Problem to work on:
An exact copy of all the data is the expected answer.

Stored data:
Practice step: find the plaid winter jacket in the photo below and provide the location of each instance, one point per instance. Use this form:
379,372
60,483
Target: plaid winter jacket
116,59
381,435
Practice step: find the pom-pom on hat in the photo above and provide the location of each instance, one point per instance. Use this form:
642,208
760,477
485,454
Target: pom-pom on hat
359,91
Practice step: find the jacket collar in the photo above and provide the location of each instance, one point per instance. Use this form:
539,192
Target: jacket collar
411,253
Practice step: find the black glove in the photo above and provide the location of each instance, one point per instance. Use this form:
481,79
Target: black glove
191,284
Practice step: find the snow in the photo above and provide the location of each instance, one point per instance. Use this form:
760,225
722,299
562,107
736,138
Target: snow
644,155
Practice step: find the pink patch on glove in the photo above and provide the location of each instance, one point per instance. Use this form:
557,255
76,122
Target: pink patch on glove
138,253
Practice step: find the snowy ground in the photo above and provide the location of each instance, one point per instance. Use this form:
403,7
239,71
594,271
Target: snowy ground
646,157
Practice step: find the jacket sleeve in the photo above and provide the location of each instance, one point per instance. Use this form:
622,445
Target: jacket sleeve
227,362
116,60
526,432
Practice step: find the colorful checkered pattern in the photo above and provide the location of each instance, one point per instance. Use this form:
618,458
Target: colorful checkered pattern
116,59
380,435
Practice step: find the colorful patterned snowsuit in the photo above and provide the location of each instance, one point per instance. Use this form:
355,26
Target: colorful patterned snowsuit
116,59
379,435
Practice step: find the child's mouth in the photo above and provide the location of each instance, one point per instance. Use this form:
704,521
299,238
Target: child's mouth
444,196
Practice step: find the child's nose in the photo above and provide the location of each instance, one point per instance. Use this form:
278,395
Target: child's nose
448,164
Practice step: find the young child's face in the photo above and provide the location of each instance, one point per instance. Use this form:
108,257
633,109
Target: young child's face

Response:
Practice step: find the plaid winter jacket in the photo below and provide the location of each instance, one point per instance. Use this form:
379,372
60,483
Target: plaid winter jacket
116,59
381,435
Practice step: find the pom-pom on hat in the photo above and provide the location of each instance, one point per instance. Use this form:
642,208
760,477
485,454
Target: pom-pom on hat
359,91
Practice step: find the jacket collar in the photo above and provide the location of each instance, one point per instance. Use this form:
539,192
Target: jacket collar
411,253
Practice step: find the black glove in the photo above and provide the location of each instance, one point per instance. Use this form:
481,79
Target: black glove
191,284
Practice step: find the snow in the photo above and provide the location of each instance, one point per instance. Use this form:
760,225
722,299
562,107
736,138
Target: snow
644,155
Practice step: find the pink patch on glove in the photo above and provide the location of each instance, one point per instance. Use this form:
557,255
76,122
Target: pink patch on glove
138,253
Practice step: find the snowy ground in the photo above and provide the location of each instance, one point per instance. Use this form:
403,7
239,71
594,271
Target: snowy ground
646,157
Practice step: find the jacket sleeve in the photo above and provide the location of each instance, one point per instance. Use this form:
622,445
Target: jacket sleeve
227,362
116,60
526,432
Practice step: find the colorful checkered pattern in the photo above and provide the location of each instance, one point per instance. Use this form:
618,458
Target: colorful checkered pattern
116,59
380,435
Practice step: find the colorful patterned snowsuit in the photo above and provide the location of each instance, one point per instance. Use this form:
355,26
Target: colorful patterned snowsuit
116,59
379,435
Practice step: find the child's mouth in the photo above and provide the location of each instance, one point per instance. Use this form:
704,521
299,238
Target: child's mouth
444,196
Practice step: find the child's nose in the photo above and provide the location of each instance, one point per instance. Use this form:
278,395
Target: child's nose
448,164
Practice step: find the young child's face in the photo above and provide the location of each instance, one point per instance. Use this form:
108,257
633,109
Target: young child's face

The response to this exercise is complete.